No es nada original la incompatibilidad entre el comercio y la aristocracia, aunque sea la aristocracia del espíritu, del pensamiento. Simmel observa que en muchas culturas se da esa misma oposición entre lo que él llama "el valor de la elegancia" (el buen gusto, el refinamiento) y el dinero. Se supone que la función comercial es la típica de "hacer dinero", ocupación que siempre ha rechazado la aristocracia, la clase que vive de rentas (Simmel 00:486). En los ambientes intelectuales españoles sigue siendo de mal gusto referirse al pago del trabajo, por ejemplo, una conferencia, el anticipo de un libro, etc. Para obviar esa dificultad, se emplean todo tipo de subterfugios a manera de barreras entre el dinero y la obra del intelectual. Está, por ejemplo, la función de los agentes literarios para los novelistas famosos, la de la secretaria en muchos otros casos. Esa incompatibilidad entre el trabajo intelectual y el dinero visible explica, quizá, la resistencia de muchos intelectuales a ocuparse de los asuntos económicos que preocupan a la gente. Obsérvese que la contrapartida económica que recibe el intelectual por su trabajo se denomina "honorarios", como si se rechazara su valor material. De hecho, algunas veces la mínima colaboración del intelectual se paga en especie (un regalo, una comida, la estadía en un hotel). Incluso aunque el intelectual reciba la justa compensación monetaria por su trabajo, no suele faltar el pago complementario en especie. Ya sabe el intelectual que no hay conferencia sin cena y sin algún recuerdo más o menos artístico. La cosa es disimular que el conferenciante es un empresario por cuenta propia. El pago de su colaboración ya lo gestionará alguna secretaria. Permítaseme una observación sin que pretenda la calificación de científico. Tengo visto que los escritores más reacios a hablar de dinero son los que se desviven porque sus libros figuren en las listas de los más vendidos.

En un trabajo anterior he escrito este particular desahogo: "Siempre me ha resultado sospechoso el odio de los intelectuales respecto a los banqueros. He llegado a pensar que en el alto intelectual hay bastante de financiero, por más que la comparación haga como que le repugne tanto al primero. Hay en ambos una envidiable capacidad de juego y de riesgo, un difícil arte de saber vender, un desasirse de los especialismos, una extraña capacidad para aprovecharse de los recursos ajenos, una gran sensibilidad para innovar y abstraer" (De Miguel 80:49). Por encima de todo, pienso ahora que los banqueros y los intelectuales son, más que nada, intermediarios. Es decir, formalmente se dedican a lo mismo. Solo que el intelectual hace todo lo posible por borrar las huellas de esa identidad, por creerla infamante.

********************

**TAREA**
Según la cita del fragmento sobre los intelectuales y el dinero, ¿qué rasgos tienen en común el alto intelectual y el financiero? Enumera todos. Las filas que aparecen a continuación no son necesarias.

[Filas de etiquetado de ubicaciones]
********************

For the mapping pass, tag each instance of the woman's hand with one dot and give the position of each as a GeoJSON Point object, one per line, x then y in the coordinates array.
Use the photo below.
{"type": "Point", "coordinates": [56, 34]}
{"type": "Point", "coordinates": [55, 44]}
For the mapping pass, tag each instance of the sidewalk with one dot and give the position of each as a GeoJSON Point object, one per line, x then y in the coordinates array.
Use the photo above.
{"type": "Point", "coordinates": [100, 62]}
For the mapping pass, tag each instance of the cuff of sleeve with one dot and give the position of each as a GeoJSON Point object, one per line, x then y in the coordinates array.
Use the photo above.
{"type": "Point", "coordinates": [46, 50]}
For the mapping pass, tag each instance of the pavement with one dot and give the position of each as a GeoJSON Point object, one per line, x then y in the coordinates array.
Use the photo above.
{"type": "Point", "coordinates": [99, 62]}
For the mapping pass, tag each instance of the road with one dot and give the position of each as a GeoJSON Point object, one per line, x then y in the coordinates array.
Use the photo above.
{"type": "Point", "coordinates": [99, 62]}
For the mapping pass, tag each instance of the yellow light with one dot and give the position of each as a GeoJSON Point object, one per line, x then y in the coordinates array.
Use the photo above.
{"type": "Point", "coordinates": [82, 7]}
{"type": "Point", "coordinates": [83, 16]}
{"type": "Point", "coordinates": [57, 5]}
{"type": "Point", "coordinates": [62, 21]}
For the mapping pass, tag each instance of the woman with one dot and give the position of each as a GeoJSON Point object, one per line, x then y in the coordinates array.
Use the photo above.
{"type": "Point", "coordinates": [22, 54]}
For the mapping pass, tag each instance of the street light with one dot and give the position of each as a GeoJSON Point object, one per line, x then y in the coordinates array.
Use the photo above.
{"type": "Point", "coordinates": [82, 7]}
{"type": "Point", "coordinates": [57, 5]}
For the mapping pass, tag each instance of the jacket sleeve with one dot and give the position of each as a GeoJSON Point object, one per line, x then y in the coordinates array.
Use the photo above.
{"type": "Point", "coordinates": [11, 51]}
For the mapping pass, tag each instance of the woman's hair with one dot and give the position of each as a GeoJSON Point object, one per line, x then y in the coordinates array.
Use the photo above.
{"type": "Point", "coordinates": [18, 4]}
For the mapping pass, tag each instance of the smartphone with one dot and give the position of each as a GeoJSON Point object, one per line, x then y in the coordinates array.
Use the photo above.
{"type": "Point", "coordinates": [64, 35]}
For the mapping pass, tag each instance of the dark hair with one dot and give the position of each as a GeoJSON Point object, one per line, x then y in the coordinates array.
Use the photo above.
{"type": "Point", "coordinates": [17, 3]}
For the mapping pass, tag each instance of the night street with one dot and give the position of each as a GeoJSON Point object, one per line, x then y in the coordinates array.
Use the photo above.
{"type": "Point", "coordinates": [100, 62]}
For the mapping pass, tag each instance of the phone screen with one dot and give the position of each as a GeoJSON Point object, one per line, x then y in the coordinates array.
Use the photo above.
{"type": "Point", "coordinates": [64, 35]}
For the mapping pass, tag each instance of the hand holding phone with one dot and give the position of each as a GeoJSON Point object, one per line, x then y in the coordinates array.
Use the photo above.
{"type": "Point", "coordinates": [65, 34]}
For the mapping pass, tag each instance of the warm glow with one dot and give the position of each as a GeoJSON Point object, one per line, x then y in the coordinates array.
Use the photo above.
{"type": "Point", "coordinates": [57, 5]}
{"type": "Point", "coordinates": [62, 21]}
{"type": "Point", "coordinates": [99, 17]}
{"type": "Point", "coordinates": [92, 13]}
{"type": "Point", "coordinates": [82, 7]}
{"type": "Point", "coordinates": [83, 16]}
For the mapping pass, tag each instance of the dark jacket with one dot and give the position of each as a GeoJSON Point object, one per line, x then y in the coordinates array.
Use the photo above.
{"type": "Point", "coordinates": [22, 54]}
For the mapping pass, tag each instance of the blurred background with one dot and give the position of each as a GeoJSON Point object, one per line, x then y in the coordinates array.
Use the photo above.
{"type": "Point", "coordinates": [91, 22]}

********************

**SOLUCIÓN**
- Una envidiable capacidad de juego y de riesgo
- Un difícil arte de saber vender
- Un desasirse de los especialismos
- Una extraña capacidad para aprovecharse de los recursos ajenos
- Una gran sensibilidad para innovar y abstraer